* **Textauszug**:
Bei der gemeinsamen Arbeit an “grafiklyrik 1” gründet sich die Obergrabenpresse auch als konzeptioneller Verbund. Von Göschel stammt die Idee, der naheliegende Name fällt den Beteiligten allerdings erst nach wochenlanger Suche ein. In einem später veröffentlichten Gruppentext wird das Credo von den Mitgliedern folgendermaßen beschrieben: “Die Obergrabenpresse ist Werkstatt, Konzeption und Erfahrung. Ihre Gründung 1978 war gleichermaßen eine Erweiterung unserer Arbeitsmöglichkeiten wie auch eine Herausforderung, da es keine vergleichbaren Vorbilder gibt. Das künstlerische Programm und die soziale Struktur werden von der kollektiven Entscheidung getragen; das schließt die gleichberechtigte Nutzung der Werkstatt ein. Das Profil der Obergrabenpresse wird durch die Realisierung einzelner Grafiken und und Grafikfolgen ebenso bestimmt wie durch das Anregen künstlerischer Projekte und das Edieren grafischer Werke. Die Mappenfolge ‘grafiklyrik’ ist dafür charakteristisch, gleichzeitig dokumentiert sie die Einbeziehung von Texten als einen wesentlichen Teil der Konzeption.”(6)

* **Vorgegebene Datensätze**:
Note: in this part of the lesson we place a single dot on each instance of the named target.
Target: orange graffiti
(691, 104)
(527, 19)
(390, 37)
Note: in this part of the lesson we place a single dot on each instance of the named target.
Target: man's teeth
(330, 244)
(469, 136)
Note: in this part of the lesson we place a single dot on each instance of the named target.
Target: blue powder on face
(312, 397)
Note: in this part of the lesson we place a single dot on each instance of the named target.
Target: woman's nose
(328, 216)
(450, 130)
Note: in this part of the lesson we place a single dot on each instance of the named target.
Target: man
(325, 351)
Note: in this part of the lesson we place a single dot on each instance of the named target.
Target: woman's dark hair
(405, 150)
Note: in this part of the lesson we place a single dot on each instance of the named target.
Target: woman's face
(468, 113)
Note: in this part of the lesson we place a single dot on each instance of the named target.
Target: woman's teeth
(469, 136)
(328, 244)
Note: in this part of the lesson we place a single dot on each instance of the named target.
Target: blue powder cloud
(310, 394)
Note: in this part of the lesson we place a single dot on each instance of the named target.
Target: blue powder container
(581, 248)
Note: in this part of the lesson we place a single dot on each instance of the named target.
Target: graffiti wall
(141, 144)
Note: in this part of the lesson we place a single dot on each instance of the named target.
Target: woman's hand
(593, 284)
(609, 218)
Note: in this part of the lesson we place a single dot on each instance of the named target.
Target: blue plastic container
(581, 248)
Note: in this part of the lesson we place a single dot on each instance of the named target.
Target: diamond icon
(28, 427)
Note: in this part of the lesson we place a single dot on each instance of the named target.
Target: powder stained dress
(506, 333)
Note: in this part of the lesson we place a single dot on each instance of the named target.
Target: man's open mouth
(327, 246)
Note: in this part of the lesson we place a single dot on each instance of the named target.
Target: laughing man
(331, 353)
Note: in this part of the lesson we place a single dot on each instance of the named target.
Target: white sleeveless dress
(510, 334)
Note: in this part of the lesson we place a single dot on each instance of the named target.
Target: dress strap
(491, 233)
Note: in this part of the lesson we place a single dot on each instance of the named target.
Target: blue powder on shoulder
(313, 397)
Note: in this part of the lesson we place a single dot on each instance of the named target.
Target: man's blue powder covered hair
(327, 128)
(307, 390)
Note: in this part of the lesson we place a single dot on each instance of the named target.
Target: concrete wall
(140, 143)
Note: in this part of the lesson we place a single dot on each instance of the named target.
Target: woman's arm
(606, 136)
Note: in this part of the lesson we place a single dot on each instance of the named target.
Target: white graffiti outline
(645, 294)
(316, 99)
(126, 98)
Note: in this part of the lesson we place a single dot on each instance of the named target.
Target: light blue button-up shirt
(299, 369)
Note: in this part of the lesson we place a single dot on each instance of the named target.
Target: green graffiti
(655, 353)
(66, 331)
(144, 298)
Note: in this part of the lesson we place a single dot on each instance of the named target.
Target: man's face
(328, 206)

* **Aufgaben**:
1. Fassen Sie den Absatz des Textauszugs, der mit „Bei der gemeinsamen Arbeit“ beginnt, als knappe Stichpunktliste zusammen und bewahren Sie dabei seine wesentlichen Angaben.
2. Ermitteln Sie alle Zeilen der Datensätze, die das Wort „teeth“ enthalten, und schreiben Sie sie ab. Achten Sie dabei auf Groß- und Kleinschreibung.

* **Lösungen**:
1.
- Bei der Arbeit an „grafiklyrik 1“ gründet sich die Obergrabenpresse auch als konzeptioneller Verbund.
- Die Idee stammt von Göschel; der Name wird erst nach wochenlanger Suche gefunden.
- Laut einem Gruppentext ist die Obergrabenpresse Werkstatt, Konzeption und Erfahrung.
- Die Gründung 1978 erweiterte die Arbeitsmöglichkeiten und war zugleich eine Herausforderung, da es keine vergleichbaren Vorbilder gibt.
- Das künstlerische Programm und die soziale Struktur beruhen auf kollektiver Entscheidung, einschließlich gleichberechtigter Nutzung der Werkstatt.
- Das Profil prägen einzelne Grafiken und Grafikfolgen, das Anregen künstlerischer Projekte und das Edieren grafischer Werke.
- Die Mappenfolge „grafiklyrik“ ist dafür charakteristisch und dokumentiert die Einbeziehung von Texten als wesentlichen Teil der Konzeption.

2.
Target: man's teeth
Target: woman's teeth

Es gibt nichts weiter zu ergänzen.